Directions: When you set down the entries, keep every word exactly as it is but drop the pictures.

Provided records:
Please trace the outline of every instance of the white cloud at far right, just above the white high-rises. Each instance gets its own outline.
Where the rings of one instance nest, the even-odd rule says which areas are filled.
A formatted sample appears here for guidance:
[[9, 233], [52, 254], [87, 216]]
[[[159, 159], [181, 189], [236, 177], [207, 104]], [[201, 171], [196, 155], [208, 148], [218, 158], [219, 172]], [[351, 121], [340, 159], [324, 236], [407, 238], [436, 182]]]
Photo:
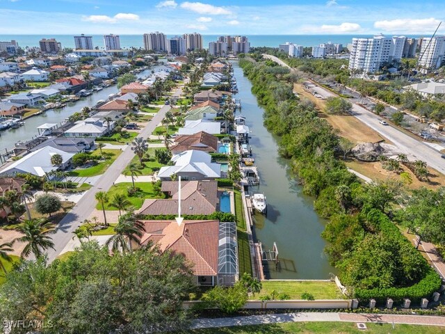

Solution:
Please trace the outline of every instance of the white cloud at far right, just above the white high-rises. Each instance gets its own outline.
Where the rings of one instance nest, the even-odd rule says which areas are filled.
A formatted sample appears here for guidance:
[[9, 233], [52, 254], [87, 216]]
[[[159, 159], [181, 189], [236, 177], [207, 104]], [[201, 171], [196, 155], [208, 148], [218, 158], [219, 172]], [[351, 121], [340, 159], [324, 236], [407, 238], [436, 182]]]
Photo:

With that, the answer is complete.